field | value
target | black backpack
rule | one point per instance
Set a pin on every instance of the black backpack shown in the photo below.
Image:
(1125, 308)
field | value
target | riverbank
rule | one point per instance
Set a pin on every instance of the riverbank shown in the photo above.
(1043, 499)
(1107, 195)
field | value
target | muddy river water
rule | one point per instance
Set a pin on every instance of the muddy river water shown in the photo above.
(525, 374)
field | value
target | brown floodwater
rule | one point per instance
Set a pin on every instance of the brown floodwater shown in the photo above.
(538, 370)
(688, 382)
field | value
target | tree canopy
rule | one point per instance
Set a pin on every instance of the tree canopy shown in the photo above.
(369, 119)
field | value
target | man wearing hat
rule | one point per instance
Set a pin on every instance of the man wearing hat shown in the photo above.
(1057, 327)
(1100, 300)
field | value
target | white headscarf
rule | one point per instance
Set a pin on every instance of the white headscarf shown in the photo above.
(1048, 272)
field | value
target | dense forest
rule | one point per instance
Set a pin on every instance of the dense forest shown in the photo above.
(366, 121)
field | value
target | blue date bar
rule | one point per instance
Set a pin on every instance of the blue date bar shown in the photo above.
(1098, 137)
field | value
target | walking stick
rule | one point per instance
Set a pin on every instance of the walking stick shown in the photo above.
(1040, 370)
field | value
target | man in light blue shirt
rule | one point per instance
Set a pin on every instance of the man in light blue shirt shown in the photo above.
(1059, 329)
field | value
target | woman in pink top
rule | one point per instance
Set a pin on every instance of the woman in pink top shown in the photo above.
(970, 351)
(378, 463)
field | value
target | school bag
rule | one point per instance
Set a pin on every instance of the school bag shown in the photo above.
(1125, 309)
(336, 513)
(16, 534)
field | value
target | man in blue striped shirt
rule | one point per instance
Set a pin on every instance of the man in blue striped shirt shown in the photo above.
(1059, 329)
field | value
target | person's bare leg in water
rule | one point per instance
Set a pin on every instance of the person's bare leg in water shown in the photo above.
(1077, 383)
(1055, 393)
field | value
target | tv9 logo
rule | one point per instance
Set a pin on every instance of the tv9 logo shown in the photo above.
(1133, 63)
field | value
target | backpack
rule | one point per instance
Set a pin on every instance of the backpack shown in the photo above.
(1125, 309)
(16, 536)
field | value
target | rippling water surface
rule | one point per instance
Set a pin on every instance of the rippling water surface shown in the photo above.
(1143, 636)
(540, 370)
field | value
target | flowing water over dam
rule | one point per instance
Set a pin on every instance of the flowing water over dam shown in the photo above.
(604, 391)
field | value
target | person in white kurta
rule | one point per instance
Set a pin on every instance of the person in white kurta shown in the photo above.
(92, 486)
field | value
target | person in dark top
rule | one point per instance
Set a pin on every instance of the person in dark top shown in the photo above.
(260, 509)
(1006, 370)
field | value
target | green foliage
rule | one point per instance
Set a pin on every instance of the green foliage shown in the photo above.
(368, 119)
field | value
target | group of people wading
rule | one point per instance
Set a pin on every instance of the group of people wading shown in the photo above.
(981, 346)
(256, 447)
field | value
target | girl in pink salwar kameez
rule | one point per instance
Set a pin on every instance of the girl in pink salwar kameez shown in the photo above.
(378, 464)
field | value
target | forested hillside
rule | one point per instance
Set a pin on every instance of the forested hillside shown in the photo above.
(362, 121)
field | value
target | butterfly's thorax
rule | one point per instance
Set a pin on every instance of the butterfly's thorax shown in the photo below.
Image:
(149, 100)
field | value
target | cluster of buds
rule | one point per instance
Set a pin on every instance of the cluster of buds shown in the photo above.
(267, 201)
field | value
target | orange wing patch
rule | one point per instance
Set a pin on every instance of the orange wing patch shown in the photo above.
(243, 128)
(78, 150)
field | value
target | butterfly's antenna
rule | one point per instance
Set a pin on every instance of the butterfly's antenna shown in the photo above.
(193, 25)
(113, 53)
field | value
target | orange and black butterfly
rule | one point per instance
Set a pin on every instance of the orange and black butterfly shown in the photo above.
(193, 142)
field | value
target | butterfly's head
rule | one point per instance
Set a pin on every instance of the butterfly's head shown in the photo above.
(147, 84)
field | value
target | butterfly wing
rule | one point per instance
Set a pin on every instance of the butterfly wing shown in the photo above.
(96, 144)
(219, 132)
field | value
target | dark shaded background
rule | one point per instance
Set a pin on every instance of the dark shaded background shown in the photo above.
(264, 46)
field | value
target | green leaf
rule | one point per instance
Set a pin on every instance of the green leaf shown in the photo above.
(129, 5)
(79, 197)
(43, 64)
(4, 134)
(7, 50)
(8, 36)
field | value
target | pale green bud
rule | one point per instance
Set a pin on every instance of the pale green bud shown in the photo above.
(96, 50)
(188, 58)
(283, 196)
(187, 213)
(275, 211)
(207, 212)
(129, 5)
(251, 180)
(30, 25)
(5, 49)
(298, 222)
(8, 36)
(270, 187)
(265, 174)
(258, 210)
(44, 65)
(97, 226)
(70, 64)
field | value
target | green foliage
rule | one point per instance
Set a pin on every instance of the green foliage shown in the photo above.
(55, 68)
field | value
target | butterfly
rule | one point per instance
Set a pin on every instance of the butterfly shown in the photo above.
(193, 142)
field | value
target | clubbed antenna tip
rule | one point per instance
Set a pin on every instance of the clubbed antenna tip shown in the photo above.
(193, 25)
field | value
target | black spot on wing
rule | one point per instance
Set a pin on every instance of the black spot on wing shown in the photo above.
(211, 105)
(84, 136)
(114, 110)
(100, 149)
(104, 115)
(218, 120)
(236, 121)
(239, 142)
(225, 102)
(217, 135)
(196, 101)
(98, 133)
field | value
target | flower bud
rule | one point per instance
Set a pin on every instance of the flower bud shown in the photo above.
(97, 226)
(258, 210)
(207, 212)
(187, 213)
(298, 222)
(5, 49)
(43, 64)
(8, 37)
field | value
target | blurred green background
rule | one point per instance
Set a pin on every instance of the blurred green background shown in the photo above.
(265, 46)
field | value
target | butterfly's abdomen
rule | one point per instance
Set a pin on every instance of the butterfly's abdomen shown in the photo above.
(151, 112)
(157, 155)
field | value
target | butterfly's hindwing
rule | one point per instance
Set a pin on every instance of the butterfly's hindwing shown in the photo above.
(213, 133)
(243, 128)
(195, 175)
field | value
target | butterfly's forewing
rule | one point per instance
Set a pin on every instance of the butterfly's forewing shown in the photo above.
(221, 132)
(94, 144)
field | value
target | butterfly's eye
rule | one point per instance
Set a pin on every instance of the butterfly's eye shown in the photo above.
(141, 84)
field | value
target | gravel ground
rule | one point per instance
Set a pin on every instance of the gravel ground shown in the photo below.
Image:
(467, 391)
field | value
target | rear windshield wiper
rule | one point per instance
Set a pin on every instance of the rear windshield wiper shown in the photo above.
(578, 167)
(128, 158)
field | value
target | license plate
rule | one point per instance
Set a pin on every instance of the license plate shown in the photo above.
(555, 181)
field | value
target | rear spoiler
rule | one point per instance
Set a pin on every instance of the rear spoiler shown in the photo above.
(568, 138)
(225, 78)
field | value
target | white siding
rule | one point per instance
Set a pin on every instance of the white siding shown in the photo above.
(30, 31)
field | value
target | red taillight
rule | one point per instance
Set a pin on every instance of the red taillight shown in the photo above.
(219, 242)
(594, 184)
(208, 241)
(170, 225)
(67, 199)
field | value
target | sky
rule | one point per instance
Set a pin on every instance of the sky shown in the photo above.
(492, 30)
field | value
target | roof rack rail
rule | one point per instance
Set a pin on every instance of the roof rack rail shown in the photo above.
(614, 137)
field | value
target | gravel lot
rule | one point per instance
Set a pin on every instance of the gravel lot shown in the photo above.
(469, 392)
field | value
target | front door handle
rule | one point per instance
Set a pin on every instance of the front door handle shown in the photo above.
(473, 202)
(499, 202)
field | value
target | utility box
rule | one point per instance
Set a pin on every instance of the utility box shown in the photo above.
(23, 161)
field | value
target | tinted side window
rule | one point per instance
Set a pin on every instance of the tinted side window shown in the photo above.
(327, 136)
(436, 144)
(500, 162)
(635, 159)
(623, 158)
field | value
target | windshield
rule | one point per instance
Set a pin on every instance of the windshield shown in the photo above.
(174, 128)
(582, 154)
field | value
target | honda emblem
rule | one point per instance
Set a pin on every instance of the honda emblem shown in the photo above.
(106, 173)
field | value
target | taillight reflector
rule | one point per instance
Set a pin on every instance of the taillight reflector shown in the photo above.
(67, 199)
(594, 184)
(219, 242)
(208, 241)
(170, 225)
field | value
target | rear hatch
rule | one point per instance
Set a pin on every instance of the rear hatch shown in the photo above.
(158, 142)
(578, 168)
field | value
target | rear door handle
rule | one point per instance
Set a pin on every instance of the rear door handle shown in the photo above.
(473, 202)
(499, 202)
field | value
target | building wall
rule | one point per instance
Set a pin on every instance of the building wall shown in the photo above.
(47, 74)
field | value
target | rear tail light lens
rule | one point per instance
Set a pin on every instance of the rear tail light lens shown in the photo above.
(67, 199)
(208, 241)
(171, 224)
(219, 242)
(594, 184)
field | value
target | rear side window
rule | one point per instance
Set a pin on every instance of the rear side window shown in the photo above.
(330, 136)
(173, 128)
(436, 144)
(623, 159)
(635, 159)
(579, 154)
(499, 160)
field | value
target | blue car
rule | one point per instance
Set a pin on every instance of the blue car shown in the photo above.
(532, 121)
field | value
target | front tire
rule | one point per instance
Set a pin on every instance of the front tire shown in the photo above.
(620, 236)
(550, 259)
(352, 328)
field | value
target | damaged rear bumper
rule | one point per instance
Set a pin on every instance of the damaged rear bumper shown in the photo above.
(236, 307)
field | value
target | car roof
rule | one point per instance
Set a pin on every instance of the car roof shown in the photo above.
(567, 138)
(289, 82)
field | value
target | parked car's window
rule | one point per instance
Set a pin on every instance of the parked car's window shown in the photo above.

******************************

WHAT IS REQUIRED:
Would you please copy exactly the part of the entries above that begins at the line containing "Set a pin on every instance of the muddy" and ends at the line containing "target | tree canopy", both lines included?

TASK SOLUTION:
Set a pin on every instance of the muddy river water shown in the photo above.
(525, 374)
field | value
target | brown floodwater
rule | one point per instance
Set a pin on every instance of the brown floodwater shown in the photo above.
(538, 370)
(688, 382)
field | value
target | tree canopy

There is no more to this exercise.